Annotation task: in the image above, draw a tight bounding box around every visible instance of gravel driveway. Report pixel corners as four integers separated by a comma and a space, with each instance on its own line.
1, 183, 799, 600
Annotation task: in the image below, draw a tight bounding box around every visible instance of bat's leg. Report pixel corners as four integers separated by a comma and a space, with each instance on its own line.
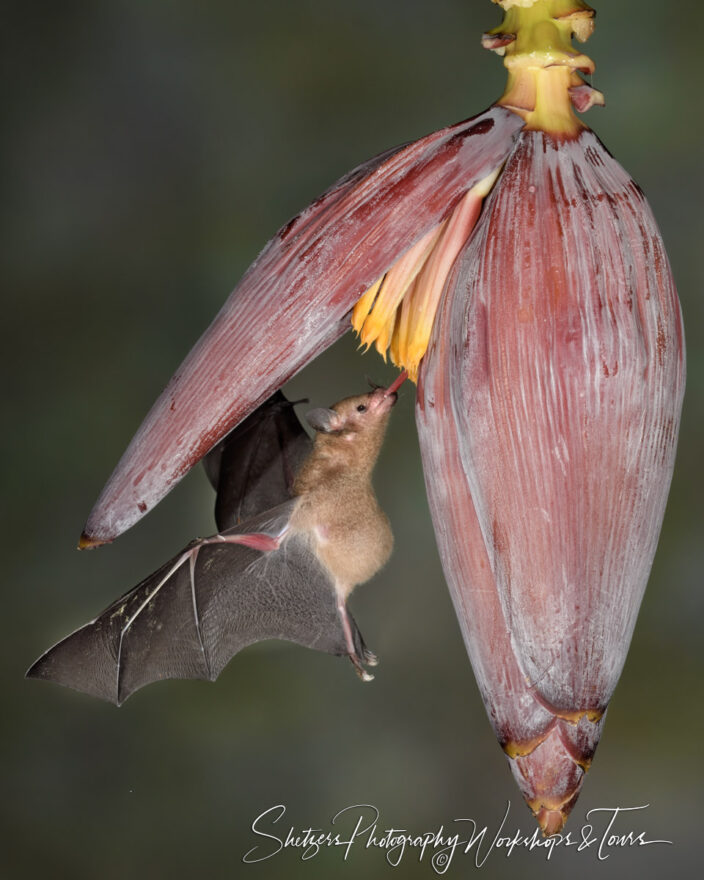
211, 531, 285, 552
336, 595, 374, 682
354, 626, 379, 667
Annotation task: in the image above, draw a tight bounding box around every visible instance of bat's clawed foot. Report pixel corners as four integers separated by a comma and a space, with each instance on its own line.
338, 598, 377, 682
362, 646, 378, 667
349, 653, 375, 682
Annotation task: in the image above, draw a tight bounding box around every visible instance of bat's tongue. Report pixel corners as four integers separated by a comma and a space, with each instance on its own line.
384, 370, 408, 398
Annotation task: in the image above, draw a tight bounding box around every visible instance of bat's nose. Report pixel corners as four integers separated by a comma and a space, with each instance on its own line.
369, 388, 397, 412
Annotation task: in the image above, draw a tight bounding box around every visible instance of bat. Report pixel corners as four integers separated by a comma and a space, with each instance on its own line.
27, 375, 406, 705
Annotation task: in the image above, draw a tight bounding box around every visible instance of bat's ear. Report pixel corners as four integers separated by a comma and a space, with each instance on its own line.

——————————

Required work:
Give back all the records as they stand, but with no pictures in the copy.

Written answer:
Annotation task: in the image above, draw a tight bounding box around every visible instance of gravel driveway. Report pixel corners as four integers separated by a comma and a space, with each instance on its own line.
1, 183, 799, 600
Annotation task: in the image below, draw a tight bounding box around every visible instance of bat's leg. Report pixel corners as four integers separated by a comma and a space, with each instance on its own line.
211, 531, 285, 552
336, 595, 374, 682
354, 626, 379, 667
Annotation task: in the image above, draw a tight bounding box around every visible instance of bat's clawed foot. Report pixel corners as four integers separated by a comma and a space, with each instance on its own line.
338, 598, 377, 682
362, 646, 378, 667
349, 653, 375, 682
Annotation task: in the image above, draw a tight bounding box around every visible instance of bat's tongue. Report pixel corners as four integers separated by a comma and a space, with each instance on its own line.
384, 370, 408, 398
Annotation task: in the image above, draw a tight bounding box around every visible instance of bat's nose. Report pixel corners as four integers separated by a comma and a space, with each instance on its own line.
369, 388, 397, 412
Annotation task: in the image above, draw a tight bounding box around every visible instance of bat. Report pixel corners as four integers separated by a comma and a space, with each instance on its own line.
27, 375, 406, 705
Annotation task: in the image above, draw a tight bounding box around every visible instance of bat's ear. Report pixel corners as four integers separated by a comma and a space, with each instance on its own line.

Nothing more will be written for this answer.